**Exercise**
Find every line in the records below that contains the string "meadow" and copy each of those lines in full.

**Dataset entries**
═══
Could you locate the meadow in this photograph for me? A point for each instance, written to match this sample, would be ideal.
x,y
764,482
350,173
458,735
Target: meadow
═══
**Result of the exercise**
Could you locate the meadow in this photograph for me? A point for each instance, written to match this sample, would be ideal.
Target: meadow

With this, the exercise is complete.